Print all the entries verbatim.
┌────────
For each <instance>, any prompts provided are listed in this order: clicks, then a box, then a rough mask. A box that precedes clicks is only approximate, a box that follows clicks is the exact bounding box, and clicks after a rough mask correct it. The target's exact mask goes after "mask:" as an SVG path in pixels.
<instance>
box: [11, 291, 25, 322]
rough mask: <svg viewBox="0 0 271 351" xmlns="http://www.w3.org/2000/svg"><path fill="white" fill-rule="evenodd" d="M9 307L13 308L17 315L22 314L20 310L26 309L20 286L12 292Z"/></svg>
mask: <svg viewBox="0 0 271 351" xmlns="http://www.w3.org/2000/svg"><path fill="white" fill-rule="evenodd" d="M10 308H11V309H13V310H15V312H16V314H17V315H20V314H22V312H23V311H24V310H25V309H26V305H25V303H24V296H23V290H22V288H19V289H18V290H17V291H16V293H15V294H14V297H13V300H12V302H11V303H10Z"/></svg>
└────────
TASK RESPONSE
For each <instance>, any prompts provided are listed in this order: clicks, then a box, then a rough mask. A box that precedes clicks is only approximate, a box that follows clicks is the exact bounding box, and clicks after a rough mask correct it. The target's exact mask goes after "mask:" as an SVG path in pixels.
<instance>
box: [11, 291, 25, 322]
rough mask: <svg viewBox="0 0 271 351" xmlns="http://www.w3.org/2000/svg"><path fill="white" fill-rule="evenodd" d="M9 307L13 308L17 315L22 314L20 310L26 309L20 286L12 292Z"/></svg>
mask: <svg viewBox="0 0 271 351" xmlns="http://www.w3.org/2000/svg"><path fill="white" fill-rule="evenodd" d="M10 308H11V309H13V310H15V312H16V314H17V315H20V314H22V312H23V311H24V310H25V309H26V305H25V303H24V296H23V290H22V288H19V289H18V290H17V291H16V293H15V294H14V297H13V300H12V302H11V303H10Z"/></svg>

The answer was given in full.